The task: Would you return all of this data exactly, leaving nothing out?

Entries from a pointing dataset:
━━━━━━━━━━━━━━━━

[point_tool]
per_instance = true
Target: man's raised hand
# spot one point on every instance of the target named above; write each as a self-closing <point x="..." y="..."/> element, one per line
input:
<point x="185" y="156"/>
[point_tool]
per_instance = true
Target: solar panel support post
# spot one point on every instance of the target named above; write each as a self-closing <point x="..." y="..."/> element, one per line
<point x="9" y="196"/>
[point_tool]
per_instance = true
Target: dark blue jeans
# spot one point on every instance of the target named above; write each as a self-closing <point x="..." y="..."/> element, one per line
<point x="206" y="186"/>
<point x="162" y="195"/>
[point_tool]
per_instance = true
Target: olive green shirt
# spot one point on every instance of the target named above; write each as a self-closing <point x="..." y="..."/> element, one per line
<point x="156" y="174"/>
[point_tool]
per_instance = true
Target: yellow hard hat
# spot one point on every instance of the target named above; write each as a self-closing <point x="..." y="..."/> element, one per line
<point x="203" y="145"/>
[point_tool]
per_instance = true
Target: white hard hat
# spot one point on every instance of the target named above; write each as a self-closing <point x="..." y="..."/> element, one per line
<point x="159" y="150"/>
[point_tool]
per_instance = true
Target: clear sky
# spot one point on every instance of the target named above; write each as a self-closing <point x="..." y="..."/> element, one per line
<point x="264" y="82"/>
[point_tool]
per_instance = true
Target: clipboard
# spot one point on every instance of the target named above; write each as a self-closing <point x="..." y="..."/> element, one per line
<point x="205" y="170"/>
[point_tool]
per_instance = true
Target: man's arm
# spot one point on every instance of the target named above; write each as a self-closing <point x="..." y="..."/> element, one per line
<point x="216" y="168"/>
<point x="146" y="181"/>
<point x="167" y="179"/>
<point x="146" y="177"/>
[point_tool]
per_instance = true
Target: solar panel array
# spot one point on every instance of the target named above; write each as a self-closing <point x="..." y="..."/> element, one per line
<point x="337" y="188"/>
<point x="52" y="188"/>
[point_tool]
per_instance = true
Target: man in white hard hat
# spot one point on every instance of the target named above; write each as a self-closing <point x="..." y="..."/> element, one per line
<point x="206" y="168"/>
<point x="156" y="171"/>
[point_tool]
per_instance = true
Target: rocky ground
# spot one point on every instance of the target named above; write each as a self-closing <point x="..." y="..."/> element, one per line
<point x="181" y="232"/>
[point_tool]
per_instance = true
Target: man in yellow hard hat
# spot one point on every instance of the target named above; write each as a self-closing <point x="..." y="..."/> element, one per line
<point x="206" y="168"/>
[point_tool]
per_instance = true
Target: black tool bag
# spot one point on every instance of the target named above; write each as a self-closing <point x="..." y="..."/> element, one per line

━━━━━━━━━━━━━━━━

Exercise answer:
[point_tool]
per_instance = true
Target: man's raised hand
# spot one point on every instance of the target named above; write each as a self-closing <point x="..." y="..."/> element, one per line
input:
<point x="185" y="156"/>
[point_tool]
per_instance = true
Target: solar panel support post
# spot one point on every instance of the target named above; write each as a self-closing <point x="..." y="..."/> element, one per line
<point x="9" y="196"/>
[point_tool]
per_instance = true
Target: dark blue jeans
# spot one point on every instance of the target named above; write each as a self-closing <point x="..." y="..."/> element, one per line
<point x="206" y="186"/>
<point x="162" y="195"/>
[point_tool]
per_instance = true
Target: olive green shirt
# spot one point on every instance of the target named above; write each as a self-closing <point x="..." y="..."/> element, one per line
<point x="156" y="174"/>
[point_tool]
per_instance = true
Target: yellow hard hat
# spot one point on every instance of the target named above; write each as a self-closing <point x="..." y="..."/> element, one per line
<point x="203" y="145"/>
[point_tool]
per_instance = true
Target: white hard hat
# spot one point on every instance of the target named above; write each as a self-closing <point x="..." y="..."/> element, one per line
<point x="159" y="150"/>
[point_tool]
per_instance = true
Target: clear sky
# spot one point on every instance of the target named above; write each as a self-closing <point x="..." y="..."/> element, one per line
<point x="264" y="82"/>
[point_tool]
per_instance = true
Target: clipboard
# spot one point on every instance of the target named above; write each as a self-closing <point x="..." y="..."/> element, one per line
<point x="205" y="170"/>
[point_tool]
per_instance = true
Target: man's arm
# spot one point on every instance of the target named above; write each as a self-closing <point x="..." y="..."/> element, one per line
<point x="216" y="168"/>
<point x="146" y="181"/>
<point x="167" y="179"/>
<point x="146" y="177"/>
[point_tool]
per_instance = true
Target: solar panel array
# spot one point on every instance of the target named above; write each as a self-closing <point x="..." y="..."/> element, one per line
<point x="337" y="188"/>
<point x="52" y="188"/>
[point_tool]
per_instance = true
Target: man in white hard hat
# spot one point on every instance of the target named above; write each as a self-closing <point x="..." y="..."/> element, one per line
<point x="206" y="168"/>
<point x="156" y="171"/>
[point_tool]
per_instance = true
Target: rocky ground
# spot one point on every instance of the target named above; write each as a self-closing <point x="..." y="..."/> element, one per line
<point x="181" y="232"/>
[point_tool]
per_instance = true
Target: man in yellow hard hat
# spot one point on every instance of the target named above; write each as a self-closing <point x="..." y="..."/> element, one per line
<point x="206" y="168"/>
[point_tool]
per_instance = true
Target: black tool bag
# spot one point on every instance of the target named above; write each as a self-closing <point x="..." y="..."/> element, one per line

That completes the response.